*Dataset entries:*
— BEGIN —

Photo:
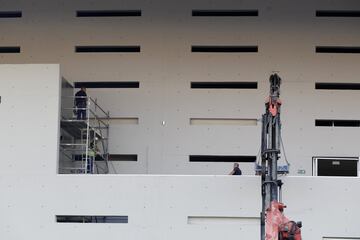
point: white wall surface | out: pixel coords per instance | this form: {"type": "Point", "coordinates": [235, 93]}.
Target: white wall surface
{"type": "Point", "coordinates": [158, 206]}
{"type": "Point", "coordinates": [285, 32]}
{"type": "Point", "coordinates": [29, 117]}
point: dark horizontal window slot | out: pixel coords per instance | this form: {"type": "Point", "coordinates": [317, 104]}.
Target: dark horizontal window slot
{"type": "Point", "coordinates": [337, 49]}
{"type": "Point", "coordinates": [224, 49]}
{"type": "Point", "coordinates": [224, 85]}
{"type": "Point", "coordinates": [91, 219]}
{"type": "Point", "coordinates": [225, 13]}
{"type": "Point", "coordinates": [107, 84]}
{"type": "Point", "coordinates": [108, 13]}
{"type": "Point", "coordinates": [338, 13]}
{"type": "Point", "coordinates": [218, 158]}
{"type": "Point", "coordinates": [81, 157]}
{"type": "Point", "coordinates": [336, 123]}
{"type": "Point", "coordinates": [123, 157]}
{"type": "Point", "coordinates": [9, 49]}
{"type": "Point", "coordinates": [337, 86]}
{"type": "Point", "coordinates": [10, 14]}
{"type": "Point", "coordinates": [106, 49]}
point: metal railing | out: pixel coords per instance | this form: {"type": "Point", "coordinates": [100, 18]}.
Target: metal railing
{"type": "Point", "coordinates": [86, 127]}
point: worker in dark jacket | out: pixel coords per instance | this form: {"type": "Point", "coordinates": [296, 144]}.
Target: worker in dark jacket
{"type": "Point", "coordinates": [236, 170]}
{"type": "Point", "coordinates": [81, 103]}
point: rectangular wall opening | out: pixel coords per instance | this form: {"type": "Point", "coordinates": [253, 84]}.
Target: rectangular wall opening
{"type": "Point", "coordinates": [106, 49]}
{"type": "Point", "coordinates": [225, 13]}
{"type": "Point", "coordinates": [223, 121]}
{"type": "Point", "coordinates": [10, 14]}
{"type": "Point", "coordinates": [335, 166]}
{"type": "Point", "coordinates": [338, 49]}
{"type": "Point", "coordinates": [224, 85]}
{"type": "Point", "coordinates": [337, 86]}
{"type": "Point", "coordinates": [108, 13]}
{"type": "Point", "coordinates": [123, 157]}
{"type": "Point", "coordinates": [221, 158]}
{"type": "Point", "coordinates": [224, 49]}
{"type": "Point", "coordinates": [336, 123]}
{"type": "Point", "coordinates": [9, 49]}
{"type": "Point", "coordinates": [91, 219]}
{"type": "Point", "coordinates": [107, 84]}
{"type": "Point", "coordinates": [338, 13]}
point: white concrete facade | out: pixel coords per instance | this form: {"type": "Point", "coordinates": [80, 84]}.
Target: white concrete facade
{"type": "Point", "coordinates": [158, 206]}
{"type": "Point", "coordinates": [286, 34]}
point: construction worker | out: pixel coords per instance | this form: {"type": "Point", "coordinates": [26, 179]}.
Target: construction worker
{"type": "Point", "coordinates": [236, 170]}
{"type": "Point", "coordinates": [81, 103]}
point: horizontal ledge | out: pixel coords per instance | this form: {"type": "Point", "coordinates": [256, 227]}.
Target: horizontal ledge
{"type": "Point", "coordinates": [224, 121]}
{"type": "Point", "coordinates": [108, 13]}
{"type": "Point", "coordinates": [107, 49]}
{"type": "Point", "coordinates": [224, 85]}
{"type": "Point", "coordinates": [223, 49]}
{"type": "Point", "coordinates": [225, 13]}
{"type": "Point", "coordinates": [199, 220]}
{"type": "Point", "coordinates": [112, 84]}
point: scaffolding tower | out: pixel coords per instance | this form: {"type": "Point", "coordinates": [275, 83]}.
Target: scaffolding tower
{"type": "Point", "coordinates": [84, 141]}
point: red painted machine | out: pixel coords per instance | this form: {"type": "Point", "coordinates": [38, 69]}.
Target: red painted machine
{"type": "Point", "coordinates": [274, 225]}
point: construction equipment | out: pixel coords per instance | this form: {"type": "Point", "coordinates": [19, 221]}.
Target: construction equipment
{"type": "Point", "coordinates": [274, 225]}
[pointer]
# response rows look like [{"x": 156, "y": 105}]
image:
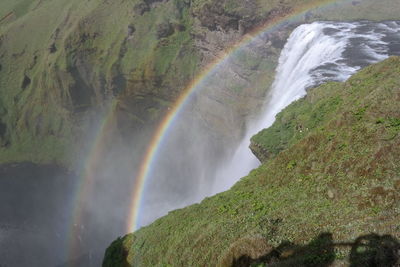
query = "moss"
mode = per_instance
[{"x": 337, "y": 179}]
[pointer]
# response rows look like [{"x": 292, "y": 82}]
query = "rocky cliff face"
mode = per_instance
[
  {"x": 62, "y": 62},
  {"x": 325, "y": 192}
]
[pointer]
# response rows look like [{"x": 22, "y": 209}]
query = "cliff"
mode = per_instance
[
  {"x": 331, "y": 179},
  {"x": 63, "y": 62}
]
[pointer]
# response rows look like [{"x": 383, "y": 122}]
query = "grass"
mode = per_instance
[
  {"x": 339, "y": 178},
  {"x": 92, "y": 60}
]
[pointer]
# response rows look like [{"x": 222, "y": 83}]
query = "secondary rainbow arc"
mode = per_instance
[{"x": 162, "y": 130}]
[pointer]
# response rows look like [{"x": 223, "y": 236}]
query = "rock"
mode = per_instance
[
  {"x": 164, "y": 30},
  {"x": 330, "y": 194},
  {"x": 141, "y": 8}
]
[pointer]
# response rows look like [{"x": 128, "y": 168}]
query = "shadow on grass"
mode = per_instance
[{"x": 368, "y": 250}]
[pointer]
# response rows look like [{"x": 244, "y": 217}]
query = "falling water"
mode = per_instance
[{"x": 314, "y": 53}]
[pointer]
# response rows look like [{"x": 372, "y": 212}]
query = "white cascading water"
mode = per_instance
[{"x": 314, "y": 53}]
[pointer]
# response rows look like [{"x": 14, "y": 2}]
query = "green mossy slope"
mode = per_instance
[
  {"x": 336, "y": 180},
  {"x": 63, "y": 61}
]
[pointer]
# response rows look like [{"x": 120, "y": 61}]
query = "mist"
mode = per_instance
[{"x": 204, "y": 152}]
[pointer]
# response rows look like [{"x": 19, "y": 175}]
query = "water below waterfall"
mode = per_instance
[{"x": 314, "y": 53}]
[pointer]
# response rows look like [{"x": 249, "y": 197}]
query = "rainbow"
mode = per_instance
[
  {"x": 84, "y": 186},
  {"x": 162, "y": 130}
]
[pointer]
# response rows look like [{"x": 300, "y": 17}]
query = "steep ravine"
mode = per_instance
[{"x": 327, "y": 197}]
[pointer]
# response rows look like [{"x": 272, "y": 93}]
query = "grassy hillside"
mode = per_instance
[
  {"x": 329, "y": 191},
  {"x": 63, "y": 61}
]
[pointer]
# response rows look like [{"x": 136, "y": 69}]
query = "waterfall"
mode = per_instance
[{"x": 314, "y": 53}]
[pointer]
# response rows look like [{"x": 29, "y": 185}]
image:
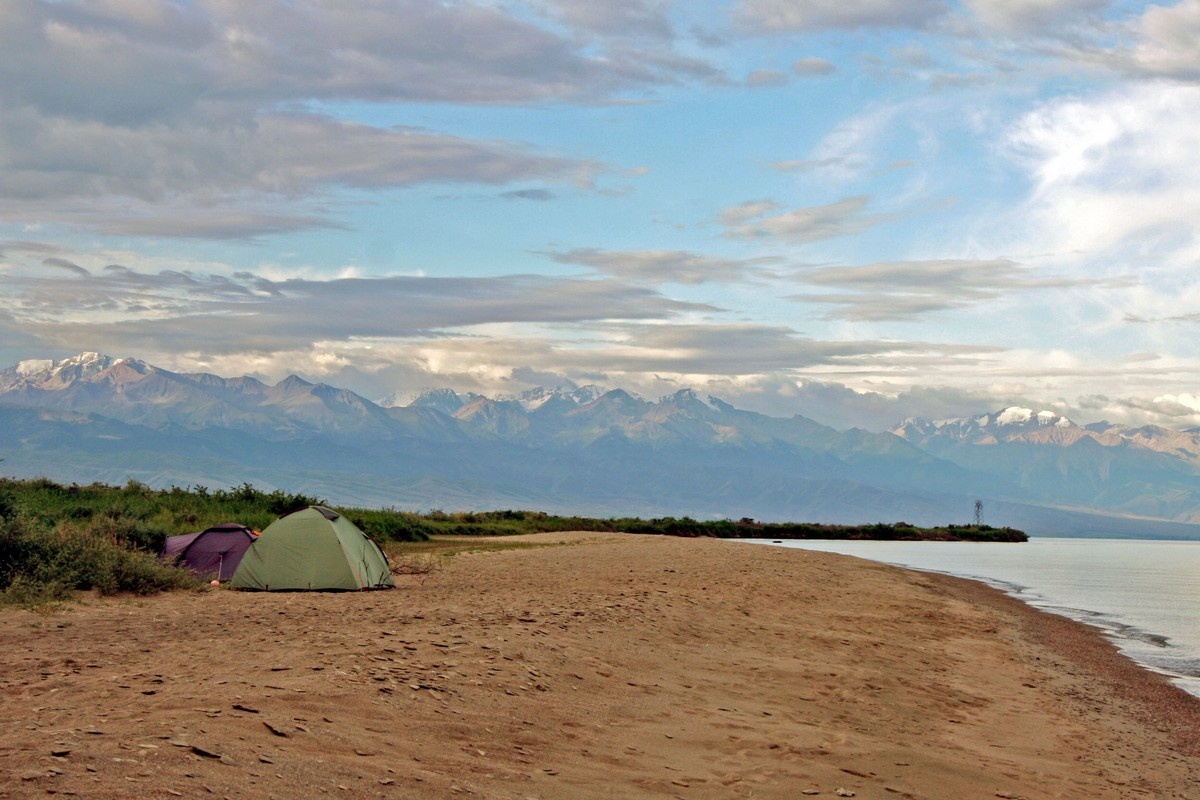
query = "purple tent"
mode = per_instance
[{"x": 213, "y": 552}]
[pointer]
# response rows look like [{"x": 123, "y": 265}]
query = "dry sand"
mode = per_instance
[{"x": 605, "y": 667}]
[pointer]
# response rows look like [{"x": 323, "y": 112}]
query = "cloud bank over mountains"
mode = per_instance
[{"x": 865, "y": 208}]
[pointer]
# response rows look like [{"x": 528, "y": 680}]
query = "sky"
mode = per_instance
[{"x": 851, "y": 210}]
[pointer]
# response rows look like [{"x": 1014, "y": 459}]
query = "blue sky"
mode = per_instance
[{"x": 855, "y": 210}]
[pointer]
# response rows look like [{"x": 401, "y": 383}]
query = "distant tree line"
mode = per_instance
[{"x": 58, "y": 539}]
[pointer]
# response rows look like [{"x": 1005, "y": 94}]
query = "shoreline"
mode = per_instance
[
  {"x": 1144, "y": 644},
  {"x": 597, "y": 666}
]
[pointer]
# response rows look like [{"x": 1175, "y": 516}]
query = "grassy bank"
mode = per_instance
[{"x": 57, "y": 540}]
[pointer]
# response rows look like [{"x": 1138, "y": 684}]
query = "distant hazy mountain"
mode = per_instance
[{"x": 588, "y": 451}]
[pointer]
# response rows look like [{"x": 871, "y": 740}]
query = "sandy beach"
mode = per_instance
[{"x": 594, "y": 666}]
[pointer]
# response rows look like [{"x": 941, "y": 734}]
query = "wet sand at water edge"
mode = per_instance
[{"x": 591, "y": 666}]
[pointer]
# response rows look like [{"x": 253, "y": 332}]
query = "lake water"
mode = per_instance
[{"x": 1144, "y": 594}]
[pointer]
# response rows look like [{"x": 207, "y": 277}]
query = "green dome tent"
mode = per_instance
[{"x": 313, "y": 549}]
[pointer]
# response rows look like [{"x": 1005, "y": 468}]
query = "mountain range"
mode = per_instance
[{"x": 589, "y": 451}]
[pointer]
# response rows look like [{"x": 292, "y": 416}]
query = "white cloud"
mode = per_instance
[
  {"x": 777, "y": 16},
  {"x": 1033, "y": 16},
  {"x": 661, "y": 266},
  {"x": 1167, "y": 41},
  {"x": 1115, "y": 175},
  {"x": 813, "y": 66},
  {"x": 845, "y": 217}
]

— END —

Return every line of the material above that contains the string "surface". Case counts.

*Task response:*
point: white wall surface | out: pixel coords per instance | this form: {"type": "Point", "coordinates": [235, 93]}.
Target: white wall surface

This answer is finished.